**Provided passage:**
"""

Anatomy of a mortgage agreement
Buying your dream home is a huge decision in many of our financial lives. In this, the first of a five-part series in Moneywise, we take a look at what the process entails.
You’ve saved and saved – now the dream is about to become a reality. One of the most exciting days of your and your partner’s life – your first home.
Now, the paperwork, already in progress with your qualifying criteria approval, continues.
There is so much to review and think about.
You’ve met the down payment threshold. While a few lucky individuals can afford to pay cash, most buyers must finance the purchase.
Numerous questions arise, among them:
How long should the term be?
What is the loan value of the property?
How much can we borrow?
What are the bank’s interest rates, how we will know if we get the best rate?
What does the mortgage contract look like (and are there different contracts)?
Who is going to own the home?
What other stipulations are there?
Can we prepay on the principal?
What if the previous owner wants to finance part of the purchase price?
What happens if we miss a payment?
How do we know if we have clear title to the property?
Do local banks offer title insurance?
Who surveys the property?
Do we have to carry life insurance?
If so, whose life should it be on, one owner, both owners?
How much property insurance should we carry?
How can we keep track of our payments?
What happens if one of us loses our job?
Do we get a copy of the mortgage contract ahead of the closing?
Should we hire a financial adviser, a lawyer or other?
What are the closing costs?
Mortgage contract overview
While we tend to think of this as a single purchase, there are actually two contracts at sale / purchase of the home.
Nomenclature of the process. The borrower is called the mortgagor, the lender is the mortgagee. The names come from the Old French morgage, “dead pledge”, meaning that the deal dies upon repayment or default.
The conveyance: the seller transfers property deed to buyer for consideration (payment). However, the buyer, or prospective homeowner, does not receive the mortgage deed at purchase, unless full cash payment is remitted at closing.
The mortgage: the buyer (mortgagor or borrower) executes a mortgage with a bank, a mortgage company, or insurance company, pledging the real estate as collateral.
Title to the property and mortgage charge are registered at the Land Title Registry Office.
A very important point: the bank (mortgagee or lender) holds the deed until the mortgage payoff, plus as the bank now has a collateralised interest in the property, it has a right to possess the property, and sell it in the event of a default.
Another important point to keep in mind is this: the individual(s) or entity agree at the signing of the mortgage contract to adhere to the full terms stated.

"""

**Short exercise 1:** Could you write out the mortgage article from "You’ve met the" up to and including "on the principal?", word for word?
The rows that come next have no connection to the mortgage article.

**Data for processing:**
"""

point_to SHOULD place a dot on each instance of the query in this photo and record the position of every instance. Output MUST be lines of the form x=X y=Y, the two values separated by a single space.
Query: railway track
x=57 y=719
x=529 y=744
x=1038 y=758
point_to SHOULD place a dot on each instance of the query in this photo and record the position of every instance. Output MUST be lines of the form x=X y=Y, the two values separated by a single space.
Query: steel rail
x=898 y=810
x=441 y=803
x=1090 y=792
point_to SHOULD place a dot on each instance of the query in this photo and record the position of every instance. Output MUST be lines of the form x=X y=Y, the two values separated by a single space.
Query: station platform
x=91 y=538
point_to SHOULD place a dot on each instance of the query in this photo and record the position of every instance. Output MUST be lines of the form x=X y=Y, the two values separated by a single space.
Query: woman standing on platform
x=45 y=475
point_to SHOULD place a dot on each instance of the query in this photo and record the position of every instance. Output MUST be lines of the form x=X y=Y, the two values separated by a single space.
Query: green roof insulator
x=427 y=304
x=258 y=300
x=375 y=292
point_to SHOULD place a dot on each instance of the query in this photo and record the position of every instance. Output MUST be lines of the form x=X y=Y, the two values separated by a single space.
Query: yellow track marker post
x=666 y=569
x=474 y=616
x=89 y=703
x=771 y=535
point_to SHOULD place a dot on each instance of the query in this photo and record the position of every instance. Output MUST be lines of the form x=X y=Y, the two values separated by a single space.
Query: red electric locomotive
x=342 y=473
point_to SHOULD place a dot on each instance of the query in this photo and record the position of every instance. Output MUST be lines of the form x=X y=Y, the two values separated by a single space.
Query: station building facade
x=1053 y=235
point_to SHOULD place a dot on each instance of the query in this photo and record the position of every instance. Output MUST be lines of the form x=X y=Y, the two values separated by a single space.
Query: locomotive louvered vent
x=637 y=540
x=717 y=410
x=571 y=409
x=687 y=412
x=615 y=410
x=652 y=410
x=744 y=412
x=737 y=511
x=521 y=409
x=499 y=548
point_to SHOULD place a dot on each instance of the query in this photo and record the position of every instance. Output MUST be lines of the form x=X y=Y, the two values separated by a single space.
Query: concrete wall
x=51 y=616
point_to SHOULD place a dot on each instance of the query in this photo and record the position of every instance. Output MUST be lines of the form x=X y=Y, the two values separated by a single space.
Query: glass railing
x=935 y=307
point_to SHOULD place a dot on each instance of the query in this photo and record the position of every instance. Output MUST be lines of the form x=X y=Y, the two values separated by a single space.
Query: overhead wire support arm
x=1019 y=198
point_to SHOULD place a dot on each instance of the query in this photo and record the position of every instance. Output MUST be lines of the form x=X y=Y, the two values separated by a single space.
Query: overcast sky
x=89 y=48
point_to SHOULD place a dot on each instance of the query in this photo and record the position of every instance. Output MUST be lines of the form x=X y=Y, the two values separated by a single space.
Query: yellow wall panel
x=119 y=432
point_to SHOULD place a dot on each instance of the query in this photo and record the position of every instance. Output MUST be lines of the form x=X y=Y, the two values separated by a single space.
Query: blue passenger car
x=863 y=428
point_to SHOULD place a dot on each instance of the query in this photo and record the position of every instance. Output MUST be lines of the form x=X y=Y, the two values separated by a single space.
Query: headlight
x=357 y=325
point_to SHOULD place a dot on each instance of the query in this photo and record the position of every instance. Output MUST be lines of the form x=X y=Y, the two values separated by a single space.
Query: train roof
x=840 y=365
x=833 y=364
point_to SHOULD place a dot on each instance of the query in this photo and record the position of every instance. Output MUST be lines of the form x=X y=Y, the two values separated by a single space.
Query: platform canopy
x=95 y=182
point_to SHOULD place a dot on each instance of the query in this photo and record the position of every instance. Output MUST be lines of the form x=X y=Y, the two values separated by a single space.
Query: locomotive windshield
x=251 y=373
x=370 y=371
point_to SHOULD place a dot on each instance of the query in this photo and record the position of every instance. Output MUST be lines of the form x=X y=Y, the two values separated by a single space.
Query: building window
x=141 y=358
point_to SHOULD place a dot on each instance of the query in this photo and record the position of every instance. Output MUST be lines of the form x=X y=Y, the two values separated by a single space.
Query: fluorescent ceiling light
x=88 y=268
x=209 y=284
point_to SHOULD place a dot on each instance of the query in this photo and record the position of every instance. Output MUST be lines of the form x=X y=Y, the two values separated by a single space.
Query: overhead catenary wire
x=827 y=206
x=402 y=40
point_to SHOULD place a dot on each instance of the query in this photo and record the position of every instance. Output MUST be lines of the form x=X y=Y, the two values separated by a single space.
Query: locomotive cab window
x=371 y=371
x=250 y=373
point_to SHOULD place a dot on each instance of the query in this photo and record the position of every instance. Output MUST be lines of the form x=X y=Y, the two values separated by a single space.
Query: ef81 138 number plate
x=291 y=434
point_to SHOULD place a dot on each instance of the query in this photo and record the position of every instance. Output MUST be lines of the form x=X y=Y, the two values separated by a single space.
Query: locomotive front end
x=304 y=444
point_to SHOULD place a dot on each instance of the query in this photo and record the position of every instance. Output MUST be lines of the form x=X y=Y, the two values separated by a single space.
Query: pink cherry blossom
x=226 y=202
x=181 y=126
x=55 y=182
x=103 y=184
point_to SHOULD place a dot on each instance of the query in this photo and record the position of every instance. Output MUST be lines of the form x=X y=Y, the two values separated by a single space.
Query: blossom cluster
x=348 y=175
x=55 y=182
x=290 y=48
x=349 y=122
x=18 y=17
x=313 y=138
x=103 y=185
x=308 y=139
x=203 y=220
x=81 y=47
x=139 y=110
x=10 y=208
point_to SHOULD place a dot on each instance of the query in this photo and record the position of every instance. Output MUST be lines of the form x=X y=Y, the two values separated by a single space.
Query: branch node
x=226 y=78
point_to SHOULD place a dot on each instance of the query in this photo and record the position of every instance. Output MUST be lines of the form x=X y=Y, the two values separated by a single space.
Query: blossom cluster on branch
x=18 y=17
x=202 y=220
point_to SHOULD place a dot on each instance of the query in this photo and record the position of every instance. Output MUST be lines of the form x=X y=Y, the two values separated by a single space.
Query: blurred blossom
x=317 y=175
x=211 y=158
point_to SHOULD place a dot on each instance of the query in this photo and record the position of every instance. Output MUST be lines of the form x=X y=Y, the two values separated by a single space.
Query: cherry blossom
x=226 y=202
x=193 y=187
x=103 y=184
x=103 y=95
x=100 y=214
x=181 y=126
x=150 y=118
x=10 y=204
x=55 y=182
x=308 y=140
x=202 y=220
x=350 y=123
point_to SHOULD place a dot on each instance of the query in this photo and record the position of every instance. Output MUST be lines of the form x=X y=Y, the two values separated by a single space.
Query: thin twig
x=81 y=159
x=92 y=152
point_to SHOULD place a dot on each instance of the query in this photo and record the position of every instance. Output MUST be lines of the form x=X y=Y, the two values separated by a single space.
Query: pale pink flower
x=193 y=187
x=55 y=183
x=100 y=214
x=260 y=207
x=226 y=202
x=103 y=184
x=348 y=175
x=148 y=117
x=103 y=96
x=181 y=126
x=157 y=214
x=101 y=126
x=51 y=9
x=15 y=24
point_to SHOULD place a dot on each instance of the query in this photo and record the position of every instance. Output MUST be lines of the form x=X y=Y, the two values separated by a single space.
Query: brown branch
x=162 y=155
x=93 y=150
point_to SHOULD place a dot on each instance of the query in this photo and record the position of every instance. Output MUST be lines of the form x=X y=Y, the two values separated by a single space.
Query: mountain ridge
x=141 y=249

"""

**Short exercise 2:** Could you filter the rows down to every line that contains the string "overhead"?

**Final answer 1:**
You’ve met the down payment threshold. While a few lucky individuals can afford to pay cash, most buyers must finance the purchase.
Numerous questions arise, among them:
How long should the term be?
What is the loan value of the property?
How much can we borrow?
What are the bank’s interest rates, how we will know if we get the best rate?
What does the mortgage contract look like (and are there different contracts)?
Who is going to own the home?
What other stipulations are there?
Can we prepay on the principal?

**Final answer 2:**
Query: overhead wire support arm
Query: overhead catenary wire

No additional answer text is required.